EXTRAIT DU DOCUMENT |
"""

En novembre 2023, Me Rama Valayden et l’activiste politique Ivor Tan Yan déposent une plainte constitutionnelle en Cour suprême contre ces nouvelles réglementations de l’ICTA. Peu de temps après, c’est l’avoué Pazhany Rangasamy qui conteste la constitutionnalité de celles-ci. La mobilisation citoyenne ne s’est pas faite attendre non plus, avec la constitution du collectif Pas tous nou sim card, qui a manifesté dans les rues de la capitale, le 23 mars, pour dire non à cet exercice de réenregistrement, parlant d’atteinte à la vie privée, notamment concernant le fait de devoir fournir des selfies à l'opérateur mobile lors de l’exercice.
Le 15 avril, la cheffe juge de la Cour suprême, Bibi Rehana Mungly-Gulbul, ordonne un statu quo concernant la contestation autour de l’exercice du réenregistrement des cartes SIM, qui restera en vigueur jusqu’au 13 mai 2024, date fixée pour entendre l’affaire en profondeur. Ce statu quo, faisant suite à la plainte constitutionnelle de l’avoué Pazhany Rangasamy, met ainsi l’exercice de réenregistrement en pause jusqu’au 13 mai.
Du côté de l’ICTA : un nouveau chiffre
Des derniers chiffres révélateurs. L’ICTA, via son Officer-in-Charge Jérôme Louis, a fait un update autour de l’exercice de réenregistrement des cartes SIM, disant que sur les 2,3 millions en circulation, seules 1,3 million ont déjà été enregistrées à ce jour. Jérôme Louis intervenait lors de la cérémonie d’ouverture d’un sommet sur l’intelligence artificielle à l’hôtel Le Méridien, mercredi dernier. Par contre, nos nombreuses sollicitations (email, appels) pour avoir des précisions sur une éventuelle nouvelle date butoir sont restées vaines, laissant planer un suspense sur ce qu’il faudra faire si le verdict de la cour est en faveur de l’ICTA ou pas. L’ICTA qui a poursuivi l’exercice de réenregistrement malgré le statu quo de la Cour.
Du côté du collectif Pas tous nou sim card : «Un réenregistrement sans prise de photo est acceptable»
Ils n’en démordent pas. Bien sûr, le collectif Pa tous nou sim card attend avec impatience le déroulement de la journée de demain. L’un de ses porte-paroles, l’activiste et artiste engagé et producteur musical Percy Yip Tong nous déclare : «Nous serons bien sûr avec les avocats pour cette journée.» Il a aussi commenté la récente déclaration de l’ICTA concernant le chiffre de cartes SIM enregistrées : « Sur un total de 2 300 000 cartes sim en circulation, cela ne représente que 56%, dont beaucoup appartiennent à des compagnies privées et des institutions publiques. Le fait que 44% des cartes SIM, soit 1 million d'entre elles, ne sont pas encore réenregistrées indique que beaucoup de citoyens sont d’accord avec le collectif (…). Pour moi, le chiffre donné n’est pas vérifiable, l’ICTA aurait pu donner le détail des réenregistrements de chaque opérateur. Mais en lui accordant le bénéfice du doute et en admettant que le chiffre donné sont vrai, 44% de SIM non réenregistrées, c'est énorme.»

"""

SÉRIE D'EXERCICES |
a) Dans l'extrait sur le réenregistrement des cartes SIM, jusqu'à quelle date reste en vigueur le statu quo ordonné le 15 avril ?
b) Rédigez la suite de l'extrait sur le réenregistrement des cartes SIM, en reprenant juste après sa dernière phrase.
Les fiches ci-après ne servent à rien pour ce travail.

DONNÉES BRUTES |
"""

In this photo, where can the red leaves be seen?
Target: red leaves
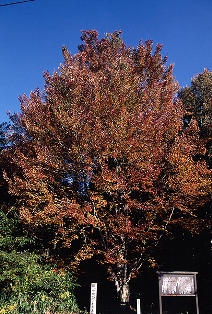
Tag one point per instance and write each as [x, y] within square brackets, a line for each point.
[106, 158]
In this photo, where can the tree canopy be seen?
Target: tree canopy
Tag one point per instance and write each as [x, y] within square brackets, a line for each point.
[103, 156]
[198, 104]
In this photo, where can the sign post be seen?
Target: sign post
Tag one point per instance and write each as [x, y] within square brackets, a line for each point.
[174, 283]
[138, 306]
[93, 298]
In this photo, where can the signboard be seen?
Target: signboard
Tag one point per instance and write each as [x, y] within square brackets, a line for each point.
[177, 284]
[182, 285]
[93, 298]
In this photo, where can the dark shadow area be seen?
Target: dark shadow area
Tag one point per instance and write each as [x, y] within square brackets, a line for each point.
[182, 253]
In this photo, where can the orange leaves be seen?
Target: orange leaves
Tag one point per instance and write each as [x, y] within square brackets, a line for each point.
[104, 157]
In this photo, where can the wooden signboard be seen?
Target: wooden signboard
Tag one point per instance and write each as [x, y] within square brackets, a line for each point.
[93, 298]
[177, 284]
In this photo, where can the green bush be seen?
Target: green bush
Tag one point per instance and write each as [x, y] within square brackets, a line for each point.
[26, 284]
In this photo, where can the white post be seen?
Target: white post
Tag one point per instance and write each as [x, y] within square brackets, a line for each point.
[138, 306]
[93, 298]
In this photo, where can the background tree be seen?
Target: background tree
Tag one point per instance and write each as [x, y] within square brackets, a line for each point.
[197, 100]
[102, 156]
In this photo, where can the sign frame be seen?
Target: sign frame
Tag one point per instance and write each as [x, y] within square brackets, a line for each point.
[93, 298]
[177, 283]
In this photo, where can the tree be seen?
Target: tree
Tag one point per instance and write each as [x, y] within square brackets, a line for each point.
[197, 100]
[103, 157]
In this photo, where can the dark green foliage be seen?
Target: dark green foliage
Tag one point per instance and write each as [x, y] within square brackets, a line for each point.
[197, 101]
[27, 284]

"""
"""

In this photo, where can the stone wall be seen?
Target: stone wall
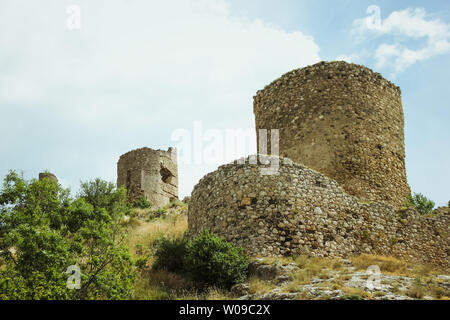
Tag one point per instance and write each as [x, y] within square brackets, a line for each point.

"""

RÉPONSES AUX EXERCICES |
a) Jusqu'au 13 mai 2024.

b)
Vendredi dernier, le collectif a aussi émis un communiqué où on peut notamment lire que : «Nous sommes confiants que la date butoir pour la désactivation des cartes SIM sera soit une nouvelle fois repoussée ou bien annulée tout simplement. Entre-temps, nous demandons aux utilisateurs de ne pas réenregistrer leurs cartes SIM, car la prise de photo pose un réel problème quant à la préservation des données biométriques et porte atteinte à la liberté et à la vie privée. La cheffe juge a elle-même reconnu qu’il y a des enjeux constitutionnels et que l’affaire serait désormais entendue par le Full Bench de la Cour suprême. Un réenregistrement sans prise de photos nous apparaît toutefois comme une solution acceptable.»
Nicolas Frichot, expert en cybercriminalité : «Une absence de protocole clair et net pour la sauvegarde, la manipulation et la protection des données»
Il n’y va pas de mainmorte et montre clairement ses inquiétudes autour de tout cet exercice de réenrégistrement. Nicolas Frichot, que l’on connaît comme slameur, mais qui est aussi un expert en cybercriminalité nous livre son analyse de la situation : «Dans cette ère numérique, la confiance de l’utilisateur doit être au centre de toute décision et action. Au lieu de consolider cette confiance, cet exercice vient semer le doute dans la population. Cela aura pour effet, sur le long terme, de ralentir l’adoption d’une plus grande utilisation technologique.»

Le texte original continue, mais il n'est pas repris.